## Start

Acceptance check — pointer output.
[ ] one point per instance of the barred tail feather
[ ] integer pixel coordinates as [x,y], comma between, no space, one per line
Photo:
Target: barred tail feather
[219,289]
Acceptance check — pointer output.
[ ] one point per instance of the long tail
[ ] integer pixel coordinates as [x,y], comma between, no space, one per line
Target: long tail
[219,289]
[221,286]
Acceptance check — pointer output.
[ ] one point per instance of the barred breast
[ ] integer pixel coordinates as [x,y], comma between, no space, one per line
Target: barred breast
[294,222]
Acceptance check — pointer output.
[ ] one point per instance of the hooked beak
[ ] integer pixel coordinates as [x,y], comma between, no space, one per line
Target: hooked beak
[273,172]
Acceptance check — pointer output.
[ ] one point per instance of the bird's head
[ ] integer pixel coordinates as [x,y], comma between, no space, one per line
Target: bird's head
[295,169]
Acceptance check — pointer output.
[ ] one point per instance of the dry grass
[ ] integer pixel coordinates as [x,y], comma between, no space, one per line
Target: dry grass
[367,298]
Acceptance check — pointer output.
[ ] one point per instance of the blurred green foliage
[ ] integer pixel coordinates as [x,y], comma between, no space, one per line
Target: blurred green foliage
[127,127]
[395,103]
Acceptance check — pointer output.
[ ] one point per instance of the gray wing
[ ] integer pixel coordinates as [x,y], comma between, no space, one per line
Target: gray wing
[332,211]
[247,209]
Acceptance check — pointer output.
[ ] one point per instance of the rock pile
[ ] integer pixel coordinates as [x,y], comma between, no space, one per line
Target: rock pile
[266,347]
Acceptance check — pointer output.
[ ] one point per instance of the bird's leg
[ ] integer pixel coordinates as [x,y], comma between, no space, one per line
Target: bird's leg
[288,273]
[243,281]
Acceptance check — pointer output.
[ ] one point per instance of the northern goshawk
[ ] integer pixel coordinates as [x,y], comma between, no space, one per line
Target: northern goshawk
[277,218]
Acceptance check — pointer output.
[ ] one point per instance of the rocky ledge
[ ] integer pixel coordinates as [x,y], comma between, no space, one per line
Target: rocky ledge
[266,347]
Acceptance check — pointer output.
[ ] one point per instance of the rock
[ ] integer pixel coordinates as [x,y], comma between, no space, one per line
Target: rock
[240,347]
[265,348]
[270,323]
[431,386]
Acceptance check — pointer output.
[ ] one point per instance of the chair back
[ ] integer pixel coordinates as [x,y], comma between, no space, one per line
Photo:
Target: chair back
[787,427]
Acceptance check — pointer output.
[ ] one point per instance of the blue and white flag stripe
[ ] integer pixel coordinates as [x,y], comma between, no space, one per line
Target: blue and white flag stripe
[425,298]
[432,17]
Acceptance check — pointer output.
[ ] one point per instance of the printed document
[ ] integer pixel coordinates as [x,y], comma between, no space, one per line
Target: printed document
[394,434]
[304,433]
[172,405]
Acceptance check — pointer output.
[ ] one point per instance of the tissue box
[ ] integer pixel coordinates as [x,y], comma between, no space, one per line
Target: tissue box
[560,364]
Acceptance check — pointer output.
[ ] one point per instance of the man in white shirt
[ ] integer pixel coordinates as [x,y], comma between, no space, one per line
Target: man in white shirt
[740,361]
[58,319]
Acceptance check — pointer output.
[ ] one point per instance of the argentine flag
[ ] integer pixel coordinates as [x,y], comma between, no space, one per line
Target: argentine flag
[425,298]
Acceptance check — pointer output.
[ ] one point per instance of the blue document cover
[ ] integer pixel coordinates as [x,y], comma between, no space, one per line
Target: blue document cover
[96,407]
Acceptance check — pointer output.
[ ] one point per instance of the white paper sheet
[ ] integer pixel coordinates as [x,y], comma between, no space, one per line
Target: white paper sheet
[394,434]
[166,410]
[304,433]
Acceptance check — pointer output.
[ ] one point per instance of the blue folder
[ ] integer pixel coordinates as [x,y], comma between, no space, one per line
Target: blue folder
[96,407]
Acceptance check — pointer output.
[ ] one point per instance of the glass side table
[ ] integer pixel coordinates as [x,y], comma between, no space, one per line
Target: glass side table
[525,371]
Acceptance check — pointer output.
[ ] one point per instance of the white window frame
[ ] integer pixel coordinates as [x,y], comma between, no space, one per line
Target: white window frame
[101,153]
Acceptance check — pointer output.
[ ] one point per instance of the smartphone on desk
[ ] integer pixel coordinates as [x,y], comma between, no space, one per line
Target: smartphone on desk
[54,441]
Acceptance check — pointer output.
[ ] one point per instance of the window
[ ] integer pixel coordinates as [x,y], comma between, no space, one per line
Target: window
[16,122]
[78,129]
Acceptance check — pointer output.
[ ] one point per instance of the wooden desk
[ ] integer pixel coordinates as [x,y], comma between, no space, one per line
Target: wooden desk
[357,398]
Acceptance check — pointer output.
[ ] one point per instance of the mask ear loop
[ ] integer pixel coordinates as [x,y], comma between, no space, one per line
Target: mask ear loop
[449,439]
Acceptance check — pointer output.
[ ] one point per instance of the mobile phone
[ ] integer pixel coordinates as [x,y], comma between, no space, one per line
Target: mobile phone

## End

- _DO THIS_: Go through the listing and copy all of it exactly.

- _WRITTEN SOLUTION_:
Acceptance check — pointer output.
[ ] one point per instance of the barred tail feather
[ ] integer pixel coordinates as [x,y], comma between, no space, one per line
Photo:
Target: barred tail feather
[219,289]
Acceptance check — pointer output.
[ ] one point per instance of the long tail
[ ] integer pixel coordinates as [x,y], comma between, no space, one per line
Target: long tail
[219,289]
[221,286]
Acceptance check — pointer output.
[ ] one point per instance of the barred breast
[ ] integer pixel coordinates as [x,y], comma between, no space, one per line
Target: barred breast
[294,222]
Acceptance check — pointer output.
[ ] one point per instance of the hooked beak
[ ] integer pixel coordinates as [x,y], comma between, no space, one per line
Target: hooked beak
[273,172]
Acceptance check — pointer output.
[ ] one point per instance of the bird's head
[ ] integer pixel coordinates as [x,y], comma between, no space, one per line
Target: bird's head
[295,169]
Acceptance check — pointer output.
[ ] one point per instance of the dry grass
[ ] integer pixel coordinates as [x,y], comma between, no space, one per line
Target: dry grass
[367,298]
Acceptance check — pointer output.
[ ] one point per instance of the blurred green foliage
[ ] integer pixel coordinates as [x,y], comma between, no space, one per line
Target: blurred green foliage
[127,127]
[395,103]
Acceptance check — pointer output.
[ ] one point per instance of the gray wing
[ ] integer pixel coordinates as [x,y], comma between, no space, one per line
Target: gray wing
[332,211]
[247,209]
Acceptance check — pointer output.
[ ] one point per instance of the rock pile
[ ] integer pixel coordinates as [x,y], comma between, no space, one per line
Target: rock pile
[266,347]
Acceptance check — pointer output.
[ ] one point per instance of the bird's leg
[ ] integer pixel coordinates as [x,y], comma between, no space, one per line
Target: bird's leg
[288,273]
[243,281]
Acceptance check — pointer output.
[ ] one point per instance of the northern goshawk
[ ] integer pixel coordinates as [x,y], comma between, no space, one per line
Target: northern goshawk
[277,218]
Acceptance check — pointer output.
[ ] one point per instance of the rocky ledge
[ ] integer pixel coordinates as [x,y], comma between, no space, one per line
Target: rocky ledge
[266,347]
Acceptance check — pointer output.
[ ] one point per instance of the rock
[ ] integer pixel coordinates as [x,y], comma between, no space, one per line
Target: rock
[240,347]
[265,348]
[270,323]
[431,386]
Acceptance check — pointer output.
[ ] one point per instance of the chair back
[ ] integer pixel coordinates as [x,y], comma between, no space, one per line
Photo:
Target: chair back
[787,427]
Acceptance check — pointer output.
[ ] one point per instance of the blue and white flag stripe
[ ] integer pixel coordinates as [x,y], comma between, no space, one per line
Target: blue and white flag stripe
[425,298]
[432,17]
Acceptance check — pointer output.
[ ] one point per instance of the printed document
[ ] integer pixel coordinates as [x,y], comma between, no space, one per line
Target: printed document
[394,434]
[304,433]
[172,405]
Acceptance check — pointer output.
[ ] one point per instance of the tissue box
[ ] integer pixel coordinates as [x,y], comma between, no space, one per line
Target: tissue box
[560,364]
Acceptance check — pointer output.
[ ] one point per instance of the man in white shirt
[ ] integer pixel coordinates as [x,y], comma between, no space, one per line
Target: man in white shirt
[740,361]
[58,319]
Acceptance check — pointer output.
[ ] one point per instance of the argentine flag
[ ] integer pixel coordinates as [x,y], comma between, no space, one per line
Target: argentine flag
[425,298]
Acceptance check — pointer output.
[ ] one point per instance of the blue document cover
[ ] integer pixel coordinates as [x,y], comma between, no space, one per line
Target: blue document cover
[96,407]
Acceptance check — pointer output.
[ ] one point per instance of the white paper sheet
[ ] integer pixel coordinates as [x,y], comma between, no space, one per line
Target: white paper sheet
[394,434]
[166,410]
[304,433]
Acceptance check — pointer output.
[ ] one point per instance of the blue folder
[ ] integer pixel coordinates as [x,y], comma between, no space, one per line
Target: blue folder
[96,407]
Acceptance check — pointer output.
[ ] one point per instance of the glass side table
[ ] integer pixel coordinates as [x,y], comma between, no space, one per line
Target: glass side table
[525,371]
Acceptance check — pointer output.
[ ] one point per instance of the white window frame
[ ] integer pixel coordinates as [x,y], comma between, no space, one per line
Target: white window frame
[101,153]
Acceptance check — pointer output.
[ ] one point per instance of the smartphone on desk
[ ] integer pixel coordinates as [x,y], comma between, no space, one per line
Target: smartphone on desk
[54,441]
Acceptance check — pointer output.
[ ] one point per instance of the window
[ ] integer pixel coordinates as [x,y], comma between, no space, one per line
Target: window
[16,122]
[78,129]
Acceptance check — pointer output.
[ ] one point per instance of the wooden desk
[ ] integer pixel coordinates as [x,y], comma between, no space, one per line
Target: wooden desk
[357,398]
Acceptance check — pointer output.
[ ] one point per instance of the mask ear loop
[ ] integer pixel coordinates as [x,y], comma between, no space, one per line
Target: mask ear loop
[449,439]
Acceptance check — pointer output.
[ ] one point per instance of the mobile phone
[ ] integer pixel coordinates as [x,y], comma between, no space, one per line
Target: mobile phone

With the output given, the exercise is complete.